Stated task
Shift each point coordinate by 53 in the stretch from the line containing "Target: yellow potato chip" through the end of the records, and write those lines out again with every other line left as it stands.

━━ Exercise inputs

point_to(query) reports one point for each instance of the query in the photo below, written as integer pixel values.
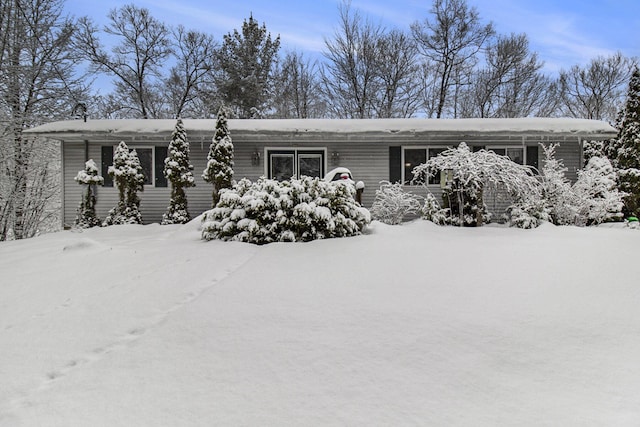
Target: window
(151, 160)
(413, 157)
(516, 154)
(285, 164)
(146, 161)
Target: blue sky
(563, 32)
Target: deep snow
(407, 325)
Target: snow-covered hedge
(297, 210)
(592, 200)
(392, 204)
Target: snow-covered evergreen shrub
(219, 170)
(127, 175)
(431, 211)
(179, 171)
(597, 194)
(89, 176)
(528, 213)
(297, 210)
(464, 203)
(593, 199)
(392, 204)
(560, 200)
(627, 148)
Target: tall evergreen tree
(127, 174)
(219, 170)
(179, 171)
(90, 177)
(627, 146)
(247, 60)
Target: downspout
(581, 145)
(62, 192)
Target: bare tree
(596, 91)
(350, 76)
(298, 91)
(37, 84)
(511, 83)
(136, 61)
(450, 41)
(398, 74)
(247, 59)
(195, 53)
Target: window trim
(296, 152)
(152, 178)
(506, 147)
(417, 147)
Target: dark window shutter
(106, 161)
(532, 156)
(161, 154)
(395, 164)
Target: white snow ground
(407, 325)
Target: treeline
(450, 64)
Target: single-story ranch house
(374, 150)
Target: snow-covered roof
(77, 129)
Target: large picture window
(287, 164)
(413, 157)
(516, 154)
(151, 160)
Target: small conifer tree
(179, 171)
(90, 177)
(127, 174)
(219, 170)
(627, 146)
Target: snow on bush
(593, 199)
(297, 210)
(179, 171)
(469, 175)
(129, 178)
(219, 170)
(596, 191)
(392, 204)
(90, 177)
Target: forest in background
(450, 64)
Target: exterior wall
(366, 155)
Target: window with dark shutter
(395, 164)
(106, 161)
(160, 155)
(532, 157)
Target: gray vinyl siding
(365, 154)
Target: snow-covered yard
(407, 325)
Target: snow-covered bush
(297, 210)
(528, 213)
(392, 204)
(593, 199)
(178, 170)
(127, 174)
(597, 195)
(219, 170)
(557, 192)
(469, 175)
(90, 177)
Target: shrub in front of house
(127, 174)
(269, 211)
(392, 204)
(90, 177)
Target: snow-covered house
(374, 150)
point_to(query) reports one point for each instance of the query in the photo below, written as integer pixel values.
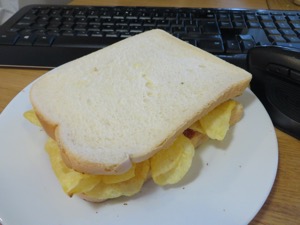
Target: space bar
(83, 42)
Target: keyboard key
(45, 40)
(293, 39)
(26, 40)
(210, 27)
(233, 46)
(247, 45)
(290, 45)
(276, 38)
(213, 46)
(8, 39)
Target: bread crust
(196, 138)
(77, 163)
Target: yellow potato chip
(170, 165)
(217, 122)
(74, 182)
(125, 188)
(31, 116)
(112, 179)
(197, 127)
(71, 181)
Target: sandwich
(134, 111)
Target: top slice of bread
(127, 101)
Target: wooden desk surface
(283, 203)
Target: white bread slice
(196, 138)
(127, 101)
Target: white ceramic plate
(227, 184)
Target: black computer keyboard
(49, 35)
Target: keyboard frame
(25, 56)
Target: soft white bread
(125, 102)
(196, 138)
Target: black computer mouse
(276, 82)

━━━━

Solution for this problem
Target: yellow potato chip
(223, 218)
(270, 175)
(127, 235)
(178, 241)
(84, 169)
(165, 232)
(250, 180)
(124, 234)
Target: sandwich
(187, 164)
Target: top slice of bread
(180, 154)
Target: wooden desk surface
(336, 256)
Target: white bread slice
(249, 191)
(180, 154)
Target: white ceramic plate
(280, 237)
Target: black computer keyboard
(102, 88)
Target: keyboard frame
(78, 109)
Target: soft white bread
(178, 155)
(249, 191)
Target: black computer mouse
(329, 135)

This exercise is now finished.